----- TEKSTFRAGMENT -----
2.8 PLAATSMAKERSREGELING
De werknemer die niet is aangezegd en tot een groep van wederzijds uitwisselbare functies behoort, waarbinnen wel werknemers zijn aangezegd, kan aanspraak maken op een Plaatsmakersregeling.
De werknemer die wenst gebruik te maken van de Plaatsmakersregeling dient daarvoor schriftelijk een verzoek in bij de werkgever. De beslissing voor toekenning van de Plaatsmakersregeling wordt gedaan door de werkgever, waarna werknemer hierover geïnformeerd zal worden. Een aanvraag wordt enkel gehonoreerd indien het vertrek van de betreffende werknemer als gevolg heeft dat een andere werknemer, die wel is aangezegd daardoor zijn baan arbeidsplaats behoudt. Tevens geldt als voorwaarde dat de aangezegde werknemer instemt met voortzetting van zijn arbeidsovereenkomst bij werkgever.
Met de medewerker die gebruik maakt van de Plaatsmakersregeling wordt een Vaststellingssovereenkomst gesloten met inachtneming van de opzegtermijn zoals beschreven in artikel 2.3.2. Hierbij heeft werknemer recht op een Beëindigingsvergoeding zoals vermeld in artikel 5.2.2 en maakt geen aanspraak op de bovenwettelijke uitkering bij reorganisaties uit de Cao en overige voorzieningen in dit Sociaal Plan. De medewerker die dit wenst kan gebruik maken van de voorzieningen in artikel 4.3, de kosten hiervan worden in mindering gebracht op de Beëindigingsvergoeding.
Deelname aan de Plaatsmakersregeling is uitsluitend mogelijk indien dit in voorkomende gevallen niet in strijd is met van toepassing zijnde wet- en regelgeving.
3. HERPLAATSING BINNEN STG
3.1 ALGEMEEN
In geval van herplaatsing van een werknemer dient deze herplaatsing zorgvuldig te worden voorbereid. Daarbij ontvangt de werknemer in ieder geval een functieomschrijving, inzicht in de organisatie, inzicht in de arbeidsvoorwaardelijke gevolgen en het begeleidingsproces waaronder feedback op het functioneren van de werknemer. De werknemer die wordt herplaatst, treedt mogelijk in dienst bij een andere werkgever in de groep (‘nieuwe werkgever’).
----- VERMELDE REGELS -----
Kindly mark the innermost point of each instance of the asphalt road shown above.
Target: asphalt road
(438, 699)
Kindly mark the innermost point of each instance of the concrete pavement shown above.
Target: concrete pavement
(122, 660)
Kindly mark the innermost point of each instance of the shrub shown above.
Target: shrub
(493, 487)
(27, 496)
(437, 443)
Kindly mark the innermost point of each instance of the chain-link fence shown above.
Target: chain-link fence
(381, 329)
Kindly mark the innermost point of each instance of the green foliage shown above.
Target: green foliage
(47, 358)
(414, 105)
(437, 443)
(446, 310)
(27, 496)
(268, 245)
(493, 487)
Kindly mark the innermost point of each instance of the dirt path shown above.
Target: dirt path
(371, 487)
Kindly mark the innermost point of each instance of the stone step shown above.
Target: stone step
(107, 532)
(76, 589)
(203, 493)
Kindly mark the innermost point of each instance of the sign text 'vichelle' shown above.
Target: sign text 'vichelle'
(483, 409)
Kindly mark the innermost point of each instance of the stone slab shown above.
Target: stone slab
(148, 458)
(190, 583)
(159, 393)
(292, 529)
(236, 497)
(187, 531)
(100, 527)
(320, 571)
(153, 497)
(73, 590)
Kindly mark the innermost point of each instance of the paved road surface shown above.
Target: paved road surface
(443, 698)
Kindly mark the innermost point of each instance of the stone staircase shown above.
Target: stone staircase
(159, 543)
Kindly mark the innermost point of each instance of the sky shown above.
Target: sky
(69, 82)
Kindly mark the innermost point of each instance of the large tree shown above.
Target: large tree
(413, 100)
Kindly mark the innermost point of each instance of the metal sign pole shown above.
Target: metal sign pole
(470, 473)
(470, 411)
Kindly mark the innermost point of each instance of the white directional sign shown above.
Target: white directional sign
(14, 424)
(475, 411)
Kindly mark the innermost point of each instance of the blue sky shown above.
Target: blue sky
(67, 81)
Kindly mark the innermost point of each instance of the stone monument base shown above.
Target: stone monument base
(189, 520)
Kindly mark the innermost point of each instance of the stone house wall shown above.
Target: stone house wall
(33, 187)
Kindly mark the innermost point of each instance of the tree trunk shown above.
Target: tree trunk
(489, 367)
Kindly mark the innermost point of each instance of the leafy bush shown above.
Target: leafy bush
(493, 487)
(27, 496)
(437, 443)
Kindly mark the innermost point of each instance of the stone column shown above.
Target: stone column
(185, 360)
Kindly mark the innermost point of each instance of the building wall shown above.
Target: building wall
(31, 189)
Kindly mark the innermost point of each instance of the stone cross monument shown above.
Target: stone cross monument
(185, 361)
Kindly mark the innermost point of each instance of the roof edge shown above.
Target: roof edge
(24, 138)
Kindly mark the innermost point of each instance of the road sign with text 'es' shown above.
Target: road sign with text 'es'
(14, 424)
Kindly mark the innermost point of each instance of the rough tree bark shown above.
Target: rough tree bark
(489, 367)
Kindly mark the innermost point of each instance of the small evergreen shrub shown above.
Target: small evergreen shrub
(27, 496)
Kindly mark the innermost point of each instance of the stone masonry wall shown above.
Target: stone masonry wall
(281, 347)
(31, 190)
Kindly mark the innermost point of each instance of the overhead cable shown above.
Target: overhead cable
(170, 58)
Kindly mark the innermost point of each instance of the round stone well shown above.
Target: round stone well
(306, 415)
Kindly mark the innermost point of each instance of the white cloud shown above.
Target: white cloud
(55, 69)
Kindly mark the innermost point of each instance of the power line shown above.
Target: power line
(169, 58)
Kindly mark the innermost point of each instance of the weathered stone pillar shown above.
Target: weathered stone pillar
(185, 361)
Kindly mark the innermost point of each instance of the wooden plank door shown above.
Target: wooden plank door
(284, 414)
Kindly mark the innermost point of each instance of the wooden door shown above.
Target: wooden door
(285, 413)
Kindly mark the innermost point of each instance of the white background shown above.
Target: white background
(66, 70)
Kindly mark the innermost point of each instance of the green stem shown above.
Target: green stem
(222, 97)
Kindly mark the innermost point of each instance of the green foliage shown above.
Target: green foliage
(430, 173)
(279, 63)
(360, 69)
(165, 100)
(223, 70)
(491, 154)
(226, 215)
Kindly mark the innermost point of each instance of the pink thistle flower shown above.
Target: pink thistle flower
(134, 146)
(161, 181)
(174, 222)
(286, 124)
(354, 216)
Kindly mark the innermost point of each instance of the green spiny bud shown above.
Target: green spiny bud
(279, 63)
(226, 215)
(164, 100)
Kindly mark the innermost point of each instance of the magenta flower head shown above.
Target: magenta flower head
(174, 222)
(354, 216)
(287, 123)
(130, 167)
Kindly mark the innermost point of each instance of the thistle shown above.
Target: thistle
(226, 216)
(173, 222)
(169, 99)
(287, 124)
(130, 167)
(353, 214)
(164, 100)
-----
◆ OPDRACHT ◆
Schrijf de tekst uit het sociaal plan verder na de laatste zin. De regels houden geen verband met de tekst uit het sociaal plan.

◆ ANTWOORD ◆
3.1.1. TERUGKEERGARANTIE
Indien een medewerker ten gevolge van de organisatieontwikkeling een lagere functie is gaan vervullen en er binnen twee jaar na effectuering van de organisatieontwikkeling een vacature in zijn oorspronkelijke functie ontstaat, dan zal die vacature aan de betrokken medewerker worden aangeboden, zodat de medewerker onderdeel wordt van het bij werkgever gebruikelijk selectieproces. Bij gelijke geschiktheid zal de werknemer die ten gevolge van de organisatieontwikkeling een lagere functie is gaan bekleden voorrang genieten boven andere kandidaten.
3.2 DIENSTVERBAND EN ARBEIDSVOORWAARDEN
Werknemer behoudt de huidige arbeidsvoorwaarden voor zover mogelijk en tot arbeidsvoorwaardenharmonisatie wordt overeengekomen. Tenzij er met de individuele werknemer andere afspraken over gemaakt worden.
3.2.1 PENSIOEN
Op de werknemer blijf de huidige pensioenregeling van toepassing voor zover mogelijk en tot pensioenharmonisatie wordt overeengekomen. Tenzij er met de individuele werknemer andere afspraken over gemaakt worden. Indien werknemer deel gaat nemen aan een andere regeling, zullen werkgever en werknemer schriftelijk de nieuwe afspraken overeenkomen.
3.2.2 DIENSTJAREN
Bij herplaatsing bij een (nieuwe) werkgever binnen de groep (STG) blijven de eerder opgebouwde dienstjaren behouden.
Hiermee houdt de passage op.